* [WORK TASK]:
Each line in the records that mentions the word "eyeglasses" needs to be listed.

□ □ □

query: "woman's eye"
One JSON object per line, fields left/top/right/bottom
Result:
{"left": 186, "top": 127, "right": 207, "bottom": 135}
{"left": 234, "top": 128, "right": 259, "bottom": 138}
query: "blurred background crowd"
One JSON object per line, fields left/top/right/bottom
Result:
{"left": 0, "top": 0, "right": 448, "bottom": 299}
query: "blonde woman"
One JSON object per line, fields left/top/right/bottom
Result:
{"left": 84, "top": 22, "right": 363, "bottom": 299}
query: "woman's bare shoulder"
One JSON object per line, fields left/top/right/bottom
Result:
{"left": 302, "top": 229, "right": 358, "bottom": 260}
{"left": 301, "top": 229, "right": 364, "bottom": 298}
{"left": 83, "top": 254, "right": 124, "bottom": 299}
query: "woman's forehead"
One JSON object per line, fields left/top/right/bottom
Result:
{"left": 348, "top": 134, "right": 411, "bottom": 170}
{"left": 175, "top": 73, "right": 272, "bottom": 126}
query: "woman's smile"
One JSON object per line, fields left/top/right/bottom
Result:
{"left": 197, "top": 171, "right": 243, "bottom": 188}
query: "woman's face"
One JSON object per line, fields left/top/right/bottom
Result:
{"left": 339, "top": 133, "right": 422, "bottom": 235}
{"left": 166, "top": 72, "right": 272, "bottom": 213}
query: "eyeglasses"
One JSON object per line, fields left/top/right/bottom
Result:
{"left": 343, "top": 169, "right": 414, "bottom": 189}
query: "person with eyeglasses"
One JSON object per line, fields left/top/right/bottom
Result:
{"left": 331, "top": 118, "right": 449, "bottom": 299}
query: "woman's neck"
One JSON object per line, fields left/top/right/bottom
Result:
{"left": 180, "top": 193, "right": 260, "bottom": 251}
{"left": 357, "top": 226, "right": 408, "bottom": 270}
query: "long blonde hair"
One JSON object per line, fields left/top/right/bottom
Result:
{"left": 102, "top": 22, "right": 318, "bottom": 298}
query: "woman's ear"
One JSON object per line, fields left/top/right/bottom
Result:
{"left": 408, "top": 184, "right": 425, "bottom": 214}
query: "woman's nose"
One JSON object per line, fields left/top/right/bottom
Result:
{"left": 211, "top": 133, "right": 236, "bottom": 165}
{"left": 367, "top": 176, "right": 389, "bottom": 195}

□ □ □

* [RESPONSE BELOW]:
query: "eyeglasses"
query: "person with eyeglasses"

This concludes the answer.